— Excerpt to read —
# # #

Note U – Subsequent Events

At the Market Offerings

During the period of October 1, 2025 through November 7, 2025, we sold approximately 1.1 million shares of our common stock under the Sales Agreement, totaling net proceeds of approximately $4.5 million.

Zydus Promissory Note Agreement

On October 8, 2025, we entered into the Zydus Note with Zydus, for up to $10.0 million (the “Principal Amount”). The Zydus Note bears interest at 3.81% per annum and matures upon the closing of the Purchase Agreement and SPA (together, the “APA/SPA”), or, if such closings will not occur, within 10 days after notification that the APA/SPA closings will not be consummated. The Zydus Note contains terms and conditions, including representations and warranties, governing its issuance.

Proceeds from the Zydus Note will (i) fund the operational expenses of the Emeryville and Berkeley facilities for the fourth quarter of 2025 (which amount, pursuant to the Zydus Note, will be forgiven and not repaid if the APA/SPA close) and (ii) to make certain payments owed in respect of assets subject to the Purchase Agreement between the parties.

# # #

— Given records —
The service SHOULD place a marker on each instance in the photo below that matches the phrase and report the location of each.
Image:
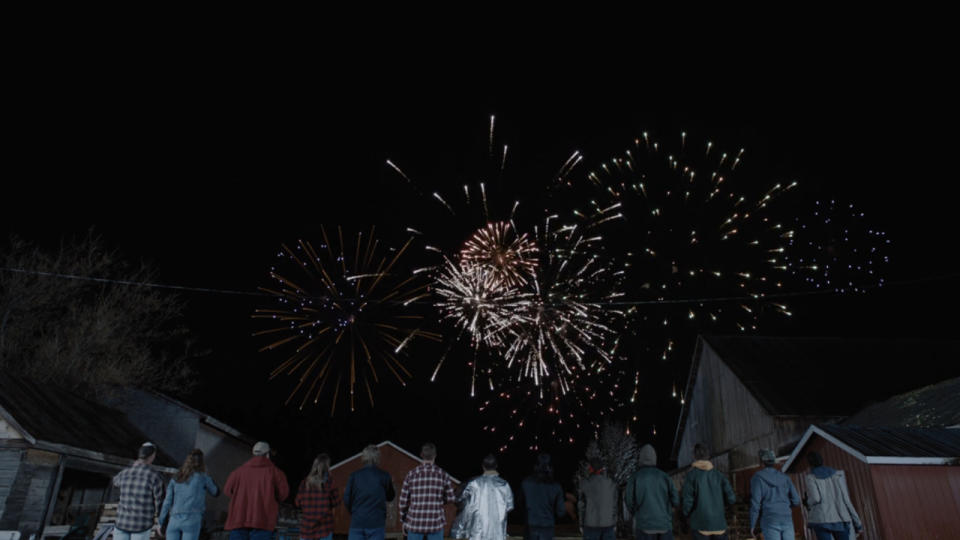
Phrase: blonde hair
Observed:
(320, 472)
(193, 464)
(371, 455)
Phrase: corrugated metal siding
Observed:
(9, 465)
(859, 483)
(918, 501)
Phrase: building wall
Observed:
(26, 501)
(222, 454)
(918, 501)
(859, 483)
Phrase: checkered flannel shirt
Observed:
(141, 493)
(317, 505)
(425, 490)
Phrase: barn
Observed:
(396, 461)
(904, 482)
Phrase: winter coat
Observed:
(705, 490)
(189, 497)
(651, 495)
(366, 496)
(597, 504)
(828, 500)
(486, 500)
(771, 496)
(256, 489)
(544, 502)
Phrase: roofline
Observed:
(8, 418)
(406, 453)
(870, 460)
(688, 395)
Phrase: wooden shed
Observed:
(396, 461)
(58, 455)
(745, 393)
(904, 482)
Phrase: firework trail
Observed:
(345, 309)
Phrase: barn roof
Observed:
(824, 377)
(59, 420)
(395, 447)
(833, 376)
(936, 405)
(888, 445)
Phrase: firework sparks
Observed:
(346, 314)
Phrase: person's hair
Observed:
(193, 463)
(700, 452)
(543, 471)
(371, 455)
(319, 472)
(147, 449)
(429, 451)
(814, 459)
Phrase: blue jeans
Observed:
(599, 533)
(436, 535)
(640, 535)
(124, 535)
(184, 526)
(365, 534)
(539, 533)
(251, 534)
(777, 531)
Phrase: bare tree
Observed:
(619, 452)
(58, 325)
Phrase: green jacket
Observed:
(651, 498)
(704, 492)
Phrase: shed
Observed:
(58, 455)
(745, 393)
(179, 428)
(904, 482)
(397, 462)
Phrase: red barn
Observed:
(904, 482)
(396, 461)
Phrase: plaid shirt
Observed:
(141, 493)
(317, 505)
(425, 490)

# # #

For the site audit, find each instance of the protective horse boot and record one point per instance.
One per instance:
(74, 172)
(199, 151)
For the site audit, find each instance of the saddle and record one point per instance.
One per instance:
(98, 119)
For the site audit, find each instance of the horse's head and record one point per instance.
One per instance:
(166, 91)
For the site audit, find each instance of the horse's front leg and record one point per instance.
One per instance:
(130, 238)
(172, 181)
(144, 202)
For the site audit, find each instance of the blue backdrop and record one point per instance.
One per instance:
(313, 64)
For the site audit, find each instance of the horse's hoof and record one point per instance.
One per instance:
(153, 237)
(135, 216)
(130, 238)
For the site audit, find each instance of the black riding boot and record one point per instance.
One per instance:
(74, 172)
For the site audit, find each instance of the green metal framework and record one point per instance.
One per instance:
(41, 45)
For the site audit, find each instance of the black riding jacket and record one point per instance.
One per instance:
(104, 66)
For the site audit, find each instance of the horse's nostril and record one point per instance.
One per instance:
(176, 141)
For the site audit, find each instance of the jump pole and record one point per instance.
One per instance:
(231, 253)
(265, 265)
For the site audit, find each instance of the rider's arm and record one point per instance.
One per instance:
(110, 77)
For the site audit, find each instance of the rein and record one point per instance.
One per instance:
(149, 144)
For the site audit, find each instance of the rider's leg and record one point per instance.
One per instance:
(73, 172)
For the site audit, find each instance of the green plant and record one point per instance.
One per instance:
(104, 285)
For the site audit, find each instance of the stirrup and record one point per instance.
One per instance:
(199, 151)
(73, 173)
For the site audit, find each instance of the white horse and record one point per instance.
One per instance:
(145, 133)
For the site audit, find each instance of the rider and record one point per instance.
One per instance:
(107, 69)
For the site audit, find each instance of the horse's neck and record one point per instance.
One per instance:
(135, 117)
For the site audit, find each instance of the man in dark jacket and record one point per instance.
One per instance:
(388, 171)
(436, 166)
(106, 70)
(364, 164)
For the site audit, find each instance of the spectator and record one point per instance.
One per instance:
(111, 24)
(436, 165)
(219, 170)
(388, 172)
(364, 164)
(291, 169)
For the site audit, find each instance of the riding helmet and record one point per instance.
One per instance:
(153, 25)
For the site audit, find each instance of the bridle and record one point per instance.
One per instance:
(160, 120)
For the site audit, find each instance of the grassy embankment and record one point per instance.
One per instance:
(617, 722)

# # #

In the subsequent events note, what annual interest rate does the Zydus Note carry?

3.81% per annum